- **Page excerpt**
★ ★ ★ ★ ★

Republiek van Suid-Afrika (EISH!)
Iphabraliki do Sotho Afriki
That country at the tip of Africa that used to be a dictatorship run by Brits, fucked it up, left some Boers, who fucked it up more, but isn't anymore
|Motto: You Kaffirs are lucky Apartheid isn't official anymore!|
|Anthem: This Time for (South) Africa|
|Capital||Pretoria, Cape Town, Bloemfontein, possibly others|
|Official language(s)||TOO MANY FUCKING LANGUAGES!!|
|National Hero(es)||DeBeers Diamond Co.|
|Religion||Catholicism, Animism, Whineism|
|Population||47,780,000 niggers (4,000,000 of whom are albino)|
South Africa, better known as Suid Afrika, Souf Effrikka or Fake Africa, is a country located at the southern-most part of the shit-hole of the world, Africa. Distinguished for its social equality, sadistic torture methods, and braais, South Africa has in recent decades been the fore-runner of 'hope' on the continent. On the inside the country is rotting away, as most citizens have no bricks, mortar, or funds to build their homes; all too frequently money is embezzled, mortar resold for dagga, and the supply of local bricks exhausted following a series of smash-and-grabs.

★ ★ ★ ★ ★

- **Records from a dataset**
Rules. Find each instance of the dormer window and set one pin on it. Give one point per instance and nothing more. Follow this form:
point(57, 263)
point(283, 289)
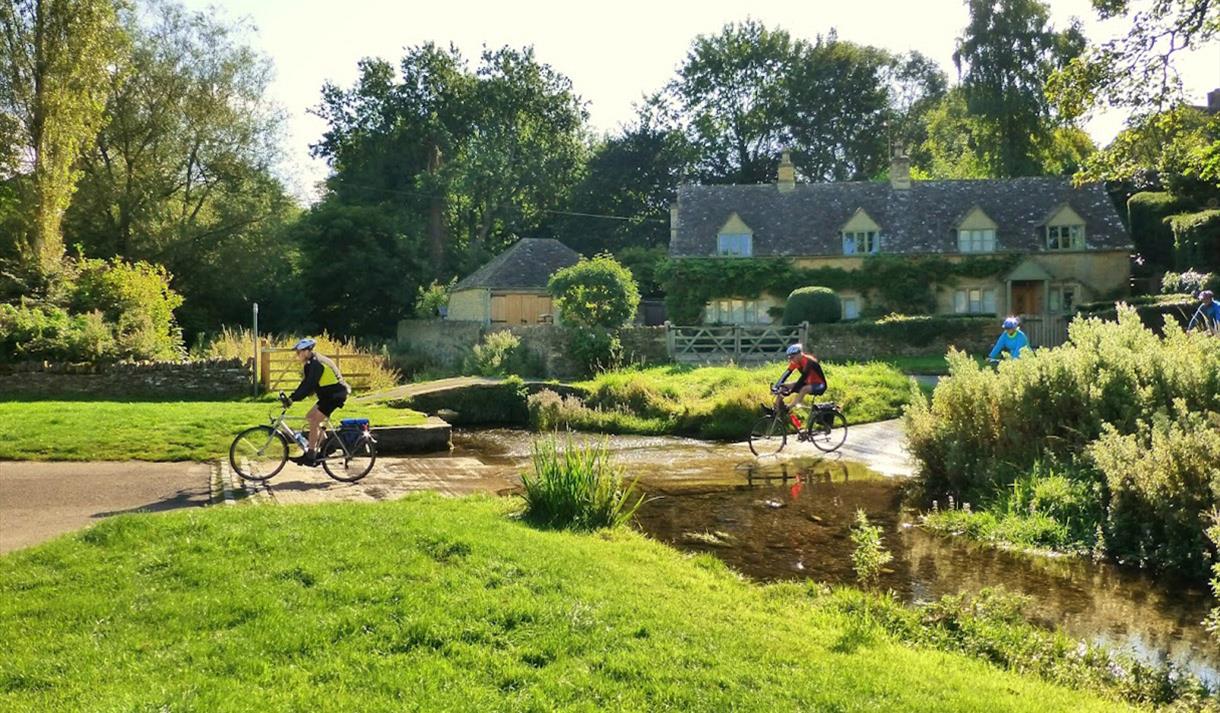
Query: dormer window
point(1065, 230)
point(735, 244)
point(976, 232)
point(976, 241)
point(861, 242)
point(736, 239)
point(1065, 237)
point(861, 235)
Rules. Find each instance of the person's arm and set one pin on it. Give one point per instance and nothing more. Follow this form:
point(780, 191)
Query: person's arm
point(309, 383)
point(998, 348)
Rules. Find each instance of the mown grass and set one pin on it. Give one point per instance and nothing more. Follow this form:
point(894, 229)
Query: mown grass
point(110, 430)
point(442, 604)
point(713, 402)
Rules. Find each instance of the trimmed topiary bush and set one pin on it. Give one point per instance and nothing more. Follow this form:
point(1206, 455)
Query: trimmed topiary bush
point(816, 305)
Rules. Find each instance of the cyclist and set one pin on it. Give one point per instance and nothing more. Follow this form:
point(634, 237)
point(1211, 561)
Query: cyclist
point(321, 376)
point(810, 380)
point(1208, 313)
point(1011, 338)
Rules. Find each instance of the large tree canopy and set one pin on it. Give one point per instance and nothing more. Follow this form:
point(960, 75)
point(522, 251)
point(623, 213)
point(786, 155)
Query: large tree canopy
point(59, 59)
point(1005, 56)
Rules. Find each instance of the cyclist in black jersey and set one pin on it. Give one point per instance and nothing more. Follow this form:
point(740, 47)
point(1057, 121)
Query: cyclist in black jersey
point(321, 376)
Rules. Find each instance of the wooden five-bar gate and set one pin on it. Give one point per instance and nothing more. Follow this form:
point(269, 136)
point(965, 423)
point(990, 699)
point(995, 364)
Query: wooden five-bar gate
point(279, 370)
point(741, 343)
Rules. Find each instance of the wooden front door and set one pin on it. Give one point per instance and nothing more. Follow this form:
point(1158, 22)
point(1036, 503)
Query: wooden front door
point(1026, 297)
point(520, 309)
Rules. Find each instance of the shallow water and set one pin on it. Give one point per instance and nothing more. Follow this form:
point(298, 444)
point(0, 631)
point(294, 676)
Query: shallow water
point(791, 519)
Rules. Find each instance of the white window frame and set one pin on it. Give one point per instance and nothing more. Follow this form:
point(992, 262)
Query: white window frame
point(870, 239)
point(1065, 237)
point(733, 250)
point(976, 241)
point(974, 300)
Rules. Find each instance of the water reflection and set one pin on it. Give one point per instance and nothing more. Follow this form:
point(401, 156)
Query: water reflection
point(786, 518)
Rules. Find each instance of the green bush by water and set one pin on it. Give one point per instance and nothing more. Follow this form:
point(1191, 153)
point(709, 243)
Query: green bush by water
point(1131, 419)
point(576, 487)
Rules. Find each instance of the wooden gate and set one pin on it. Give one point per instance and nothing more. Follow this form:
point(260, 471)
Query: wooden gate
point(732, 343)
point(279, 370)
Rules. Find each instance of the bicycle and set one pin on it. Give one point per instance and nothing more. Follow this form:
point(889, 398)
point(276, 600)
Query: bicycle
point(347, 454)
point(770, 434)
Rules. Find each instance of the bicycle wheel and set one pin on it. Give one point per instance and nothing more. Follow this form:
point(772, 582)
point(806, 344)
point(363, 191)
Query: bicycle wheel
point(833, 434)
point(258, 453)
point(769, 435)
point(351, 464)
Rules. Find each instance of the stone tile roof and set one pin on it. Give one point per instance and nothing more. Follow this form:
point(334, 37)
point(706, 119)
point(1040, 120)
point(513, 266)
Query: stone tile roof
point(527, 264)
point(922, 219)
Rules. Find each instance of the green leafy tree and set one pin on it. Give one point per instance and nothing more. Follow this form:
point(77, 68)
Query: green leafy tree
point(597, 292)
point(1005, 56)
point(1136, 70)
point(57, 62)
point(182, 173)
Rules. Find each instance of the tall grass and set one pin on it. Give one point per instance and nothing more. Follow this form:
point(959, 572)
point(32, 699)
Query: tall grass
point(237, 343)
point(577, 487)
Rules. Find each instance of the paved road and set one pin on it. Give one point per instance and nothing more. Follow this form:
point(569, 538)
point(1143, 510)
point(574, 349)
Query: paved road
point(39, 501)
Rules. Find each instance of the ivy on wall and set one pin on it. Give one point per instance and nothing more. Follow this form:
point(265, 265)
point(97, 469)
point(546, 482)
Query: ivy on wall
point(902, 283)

★ ★ ★ ★ ★

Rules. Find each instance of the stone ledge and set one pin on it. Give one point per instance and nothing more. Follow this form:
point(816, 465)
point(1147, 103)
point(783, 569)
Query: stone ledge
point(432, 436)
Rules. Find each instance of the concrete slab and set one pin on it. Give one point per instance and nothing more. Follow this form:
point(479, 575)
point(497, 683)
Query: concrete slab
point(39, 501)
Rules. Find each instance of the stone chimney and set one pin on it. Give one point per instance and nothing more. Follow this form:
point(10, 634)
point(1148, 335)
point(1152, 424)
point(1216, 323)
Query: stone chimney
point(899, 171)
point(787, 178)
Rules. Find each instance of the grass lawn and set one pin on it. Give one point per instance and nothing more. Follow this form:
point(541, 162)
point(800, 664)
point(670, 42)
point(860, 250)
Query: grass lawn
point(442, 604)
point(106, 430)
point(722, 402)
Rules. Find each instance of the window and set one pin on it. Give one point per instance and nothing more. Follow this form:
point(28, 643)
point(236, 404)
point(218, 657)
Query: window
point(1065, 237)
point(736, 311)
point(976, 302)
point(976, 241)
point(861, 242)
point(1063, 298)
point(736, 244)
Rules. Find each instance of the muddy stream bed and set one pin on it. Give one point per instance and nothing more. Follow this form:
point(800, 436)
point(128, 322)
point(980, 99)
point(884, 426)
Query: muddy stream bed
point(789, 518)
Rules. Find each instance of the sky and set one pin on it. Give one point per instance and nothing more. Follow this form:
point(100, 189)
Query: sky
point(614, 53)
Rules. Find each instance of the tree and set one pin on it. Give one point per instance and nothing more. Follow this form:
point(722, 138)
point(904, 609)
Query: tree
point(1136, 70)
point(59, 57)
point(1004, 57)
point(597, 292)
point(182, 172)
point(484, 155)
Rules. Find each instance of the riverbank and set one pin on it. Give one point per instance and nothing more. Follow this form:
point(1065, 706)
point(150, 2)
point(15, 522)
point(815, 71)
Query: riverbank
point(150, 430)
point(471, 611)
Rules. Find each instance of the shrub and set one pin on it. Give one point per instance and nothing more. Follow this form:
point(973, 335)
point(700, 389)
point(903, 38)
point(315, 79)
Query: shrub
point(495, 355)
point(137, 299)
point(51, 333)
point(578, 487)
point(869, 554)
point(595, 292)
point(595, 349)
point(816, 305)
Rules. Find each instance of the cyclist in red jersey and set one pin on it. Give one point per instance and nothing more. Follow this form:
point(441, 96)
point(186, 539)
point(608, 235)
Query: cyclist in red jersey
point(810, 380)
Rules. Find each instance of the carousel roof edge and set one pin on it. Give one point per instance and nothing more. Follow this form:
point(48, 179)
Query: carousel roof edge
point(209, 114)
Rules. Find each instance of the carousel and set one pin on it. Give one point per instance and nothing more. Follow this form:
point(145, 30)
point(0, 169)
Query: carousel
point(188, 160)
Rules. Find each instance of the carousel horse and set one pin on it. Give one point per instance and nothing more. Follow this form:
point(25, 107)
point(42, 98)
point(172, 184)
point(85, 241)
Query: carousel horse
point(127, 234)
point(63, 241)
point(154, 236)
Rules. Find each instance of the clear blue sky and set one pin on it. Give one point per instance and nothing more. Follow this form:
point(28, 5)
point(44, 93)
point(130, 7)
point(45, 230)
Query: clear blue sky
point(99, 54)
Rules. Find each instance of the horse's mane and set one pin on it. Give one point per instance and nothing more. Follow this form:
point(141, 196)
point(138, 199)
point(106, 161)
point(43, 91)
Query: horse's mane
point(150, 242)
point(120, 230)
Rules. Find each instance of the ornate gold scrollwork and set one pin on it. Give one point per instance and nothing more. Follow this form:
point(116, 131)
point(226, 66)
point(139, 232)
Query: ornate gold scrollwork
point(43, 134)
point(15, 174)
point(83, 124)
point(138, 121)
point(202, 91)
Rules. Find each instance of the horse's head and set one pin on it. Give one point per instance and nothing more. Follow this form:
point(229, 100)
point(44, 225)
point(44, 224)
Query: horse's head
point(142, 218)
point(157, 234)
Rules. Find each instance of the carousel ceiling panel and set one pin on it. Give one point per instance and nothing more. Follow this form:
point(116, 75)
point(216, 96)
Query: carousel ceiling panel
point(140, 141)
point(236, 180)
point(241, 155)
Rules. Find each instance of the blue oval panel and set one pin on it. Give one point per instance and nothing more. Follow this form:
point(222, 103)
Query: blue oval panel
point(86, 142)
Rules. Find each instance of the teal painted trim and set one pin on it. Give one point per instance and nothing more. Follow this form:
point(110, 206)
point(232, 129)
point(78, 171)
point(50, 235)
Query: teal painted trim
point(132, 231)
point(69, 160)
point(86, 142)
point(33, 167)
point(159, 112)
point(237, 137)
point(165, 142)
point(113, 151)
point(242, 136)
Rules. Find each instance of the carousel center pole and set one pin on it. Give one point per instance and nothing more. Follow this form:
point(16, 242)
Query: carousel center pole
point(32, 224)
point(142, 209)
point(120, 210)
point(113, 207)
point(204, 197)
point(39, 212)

★ ★ ★ ★ ★

- **Problem requirements**
Which cities does the page excerpt list as the capital of South Africa? The records have no connection to the page excerpt.

- **Your solution**
Pretoria, Cape Town, and Bloemfontein, "possibly others."